◆ Text excerpt ◆
···
Comments

1
While I agree with the sentiments of Judge Tolmay and Dan, what on Earth would be the legal standard for "uncloseted"?
2
@1 - A starting place might be willingness to have their real name on the adoption paperwork.
3
I'm in agreement. If two people can't openly admit to society that they're in a relationship together, then that same society shouldn't be in the business of providing them with a child. I'll assume that South Africa is less accepting of gay couples than we are in America, but that's the reality that these two and their perspective child would be living in.
4
I think it's worth pointing out that straight men have been having illegitimate children with their mistresses/maids for millennia. These children have grown up in the margins - not officially sanctioned by dad, stealing time here and there when it's discrete, unable to have his name. So let's not pretend that the only closet is the one this gay guy is in.

The only difference here is that the state would have to sanction them having a child because they lack the genitalia to produce one on their own. I get that's a problem but if South Africa is anything like the US, there are hundreds of kids in foster care with little to no chance of being adopted. Is it really so awful for one of them to have one loving parent and one closeted parent? Wouldn't that be better than being in a group home setting? Couldn't one of those kids choose this life?

Maybe this isn't an ideal home but it's a home. Shame on the judge for not thinking outside the box.
5
larrystone007 @4 is a wise person.
6
Closeted gay people have always had / raised children. Sometimes with current/former opposite sex partners, sometimes b/c family/life circumstances arose that put them in a position to adopt and/or raise their own non-biological children. Just like plenty of straight people have had children from affairs, raised other people's children, had secret children, etc. The scenarios under which people arrange their families are as varied as people in society.
···
(Saved data entries)
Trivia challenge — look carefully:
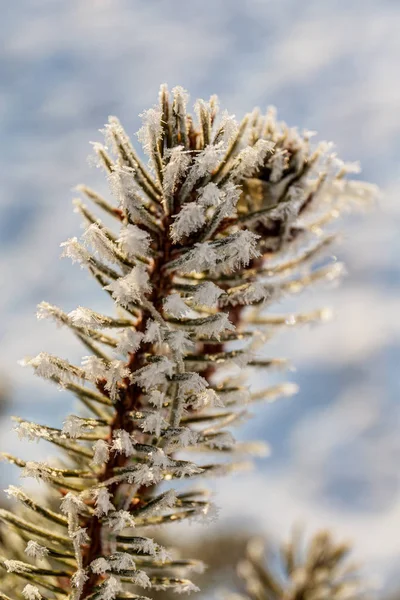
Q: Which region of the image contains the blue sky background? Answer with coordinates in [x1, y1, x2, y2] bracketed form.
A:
[0, 0, 400, 586]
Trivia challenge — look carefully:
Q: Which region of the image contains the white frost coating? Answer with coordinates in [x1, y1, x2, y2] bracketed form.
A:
[92, 440, 110, 466]
[82, 223, 118, 263]
[167, 329, 195, 355]
[146, 390, 165, 409]
[193, 281, 224, 306]
[198, 182, 221, 207]
[82, 356, 107, 383]
[137, 107, 162, 156]
[60, 492, 87, 516]
[133, 356, 175, 390]
[107, 510, 135, 533]
[68, 306, 104, 329]
[163, 146, 191, 198]
[22, 583, 42, 600]
[93, 487, 115, 517]
[234, 140, 275, 180]
[97, 576, 122, 600]
[140, 412, 167, 437]
[133, 571, 151, 588]
[218, 109, 238, 143]
[126, 463, 155, 485]
[90, 556, 111, 575]
[61, 415, 90, 439]
[116, 328, 143, 354]
[60, 237, 90, 268]
[193, 389, 225, 409]
[179, 372, 209, 396]
[25, 540, 49, 560]
[268, 150, 289, 183]
[21, 352, 83, 384]
[164, 292, 190, 319]
[104, 360, 130, 401]
[188, 141, 226, 185]
[71, 568, 89, 598]
[179, 242, 218, 273]
[170, 202, 206, 243]
[196, 313, 235, 340]
[104, 265, 151, 306]
[117, 225, 151, 258]
[221, 229, 260, 272]
[71, 527, 90, 546]
[111, 552, 136, 571]
[21, 460, 51, 481]
[4, 560, 31, 574]
[143, 320, 164, 344]
[111, 429, 135, 456]
[149, 448, 171, 469]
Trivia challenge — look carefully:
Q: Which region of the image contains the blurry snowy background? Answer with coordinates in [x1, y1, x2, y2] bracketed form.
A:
[0, 0, 400, 596]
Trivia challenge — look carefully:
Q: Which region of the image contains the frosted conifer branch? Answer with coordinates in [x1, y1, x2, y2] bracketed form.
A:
[0, 86, 377, 600]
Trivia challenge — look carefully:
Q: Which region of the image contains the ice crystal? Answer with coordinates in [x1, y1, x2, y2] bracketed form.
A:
[0, 86, 377, 600]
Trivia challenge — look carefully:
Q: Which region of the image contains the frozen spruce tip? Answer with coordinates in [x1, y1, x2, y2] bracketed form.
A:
[0, 85, 376, 600]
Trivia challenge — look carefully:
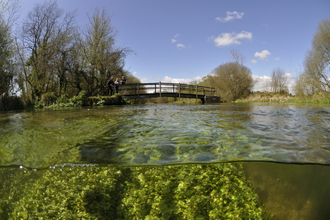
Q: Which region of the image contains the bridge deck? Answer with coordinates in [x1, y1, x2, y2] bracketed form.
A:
[114, 82, 220, 102]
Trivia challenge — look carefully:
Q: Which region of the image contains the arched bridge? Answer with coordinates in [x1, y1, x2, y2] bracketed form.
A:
[114, 82, 220, 103]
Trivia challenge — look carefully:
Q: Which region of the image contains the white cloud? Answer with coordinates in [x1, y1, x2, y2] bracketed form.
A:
[140, 77, 148, 83]
[254, 50, 271, 60]
[215, 11, 244, 22]
[209, 31, 252, 47]
[283, 73, 294, 79]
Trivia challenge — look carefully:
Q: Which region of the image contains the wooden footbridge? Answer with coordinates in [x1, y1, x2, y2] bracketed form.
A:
[114, 82, 220, 103]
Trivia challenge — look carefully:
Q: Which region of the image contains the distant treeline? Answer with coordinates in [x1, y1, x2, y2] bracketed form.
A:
[193, 19, 330, 101]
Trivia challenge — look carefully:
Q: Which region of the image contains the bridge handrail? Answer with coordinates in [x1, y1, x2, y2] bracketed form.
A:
[118, 82, 217, 98]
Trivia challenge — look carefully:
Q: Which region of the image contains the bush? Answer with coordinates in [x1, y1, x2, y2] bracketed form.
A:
[0, 96, 24, 111]
[41, 93, 57, 106]
[57, 94, 69, 103]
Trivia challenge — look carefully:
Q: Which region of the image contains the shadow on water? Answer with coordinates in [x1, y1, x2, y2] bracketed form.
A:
[243, 162, 330, 220]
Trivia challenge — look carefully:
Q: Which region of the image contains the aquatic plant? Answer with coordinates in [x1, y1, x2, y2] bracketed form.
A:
[2, 163, 267, 219]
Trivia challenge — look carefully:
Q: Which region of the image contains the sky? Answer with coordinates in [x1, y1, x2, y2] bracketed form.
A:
[16, 0, 330, 91]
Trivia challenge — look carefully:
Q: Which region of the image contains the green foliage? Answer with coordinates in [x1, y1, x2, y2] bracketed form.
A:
[0, 20, 14, 97]
[0, 163, 266, 219]
[57, 94, 69, 103]
[96, 96, 105, 105]
[0, 96, 24, 110]
[34, 101, 44, 108]
[41, 93, 57, 106]
[121, 99, 131, 105]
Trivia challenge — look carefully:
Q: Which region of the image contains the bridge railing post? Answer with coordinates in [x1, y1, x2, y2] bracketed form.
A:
[138, 83, 140, 99]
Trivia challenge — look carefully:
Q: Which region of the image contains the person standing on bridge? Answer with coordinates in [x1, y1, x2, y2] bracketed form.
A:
[115, 78, 119, 93]
[108, 76, 114, 95]
[121, 76, 126, 95]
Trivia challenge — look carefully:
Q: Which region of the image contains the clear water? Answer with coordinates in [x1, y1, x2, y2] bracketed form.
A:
[0, 103, 330, 219]
[0, 104, 330, 169]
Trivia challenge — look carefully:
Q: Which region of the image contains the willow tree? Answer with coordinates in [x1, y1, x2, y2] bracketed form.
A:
[266, 67, 289, 93]
[78, 9, 131, 95]
[302, 19, 330, 91]
[207, 50, 254, 101]
[0, 22, 14, 99]
[18, 1, 75, 100]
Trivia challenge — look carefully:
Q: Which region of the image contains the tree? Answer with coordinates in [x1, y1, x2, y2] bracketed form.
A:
[206, 50, 254, 101]
[0, 20, 14, 97]
[303, 19, 330, 91]
[17, 1, 75, 100]
[78, 9, 132, 95]
[267, 67, 289, 93]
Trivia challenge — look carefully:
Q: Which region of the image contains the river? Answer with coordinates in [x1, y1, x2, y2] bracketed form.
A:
[0, 103, 330, 219]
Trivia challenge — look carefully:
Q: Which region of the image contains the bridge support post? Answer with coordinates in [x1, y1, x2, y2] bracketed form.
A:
[138, 83, 140, 99]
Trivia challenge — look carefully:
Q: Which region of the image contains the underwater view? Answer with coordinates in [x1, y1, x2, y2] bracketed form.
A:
[0, 103, 330, 220]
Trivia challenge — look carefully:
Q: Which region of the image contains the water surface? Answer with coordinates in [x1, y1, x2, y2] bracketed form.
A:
[0, 103, 330, 169]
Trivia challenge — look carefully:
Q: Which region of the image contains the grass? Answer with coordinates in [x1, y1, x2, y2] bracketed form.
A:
[234, 92, 330, 104]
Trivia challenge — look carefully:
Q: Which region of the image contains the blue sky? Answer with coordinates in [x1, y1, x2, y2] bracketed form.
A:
[20, 0, 330, 91]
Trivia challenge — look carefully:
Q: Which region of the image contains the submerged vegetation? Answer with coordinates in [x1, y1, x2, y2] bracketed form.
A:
[0, 163, 268, 219]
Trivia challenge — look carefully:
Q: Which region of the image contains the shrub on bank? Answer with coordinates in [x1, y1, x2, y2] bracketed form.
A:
[0, 163, 267, 219]
[0, 96, 24, 111]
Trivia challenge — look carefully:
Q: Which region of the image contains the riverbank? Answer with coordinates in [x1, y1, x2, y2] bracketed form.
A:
···
◆ Exercise objective ◆
Extend the comment thread about the adoption ruling and the closeted partner, picking up right after its last comment.

◆ Response ◆
That's not the question here. The question is about legal adoption, and as everyone knows, the standards for legal adoption of unrelated children is way stricter than biological reproduction or even family arrangements (when people end up with custody of family members' children for whatever reason). The fact that straight men have children with their mistresses is totally irrelevant, as is the fact that throughout time, loads of closeted gay men have had children with their wives. Both probably manage to be fathers to the best of their abilities, just like anyone with good intentions parenting in any circumstances. Likewise, poor people experiencing homelessness and all that goes along with it have children. Young teenagers have children. Etc- they all parent to the best of their abilities under those circumstances with differing results. Doesn't mean that they would be able to legally adopt unrelated children under the same circumstances, gay or straight. It's harder to adopt unrelated children than most people realize, and even if you meet the financial obligations, the courts will consider your home life circumstances from various points of view, and one person who is publicly pretending to not be in his own family is unlikely to be considered fit to be a parent in that family. Just like a married straight man with a secret mistress who tried to adopt a child with that mistress. How much any of these people might love their children isn't the legal question here.
7
As for group homes, etc- you don't know the circumstances around the adoption or what children they are seeking to adopt. (Or maybe you do and I don't- it wasn't covered in this article anyway.) Also I'm not some expert on adoption and I'm sure things are different in different countries, but I have been through the process of taking custody of family members' kids. From what I know of adoption, it's far less strict when you are adopting a known or related child who is in this situation. If they were trying to adopt one of their nieces/nephews out of either a sudden death or an abusive situation, they'd be considered for custody (the related one) with no consideration of their relationship or sexual orientation. Likewise, if one or the other wanted to foster an older child (one in a group home as you suggest) then there are processes in place to consider their prospective foster parent's home that are not supposed to take sexual orientation or marital status into consideration. Then after a period of fostering, they could move on to adoption. But these two are not seeking to do that from what we know in this article. They are seeking to adopt a child (probably a baby as that is most common but we don't know for sure) as a COUPLE- they want to be equal custodial parents. This would be really hard to do when they are pretending not to be a couple. I don't think it's about them being gay (from the court's pov)- if a straight couple were pretending not to be a couple, they'd have a similar problem adopting as a couple. I'm sympathetic to the fact that a straight couple would never have a reason to pretend this way and a gay couple might, but that doesn't change the reality of the situation.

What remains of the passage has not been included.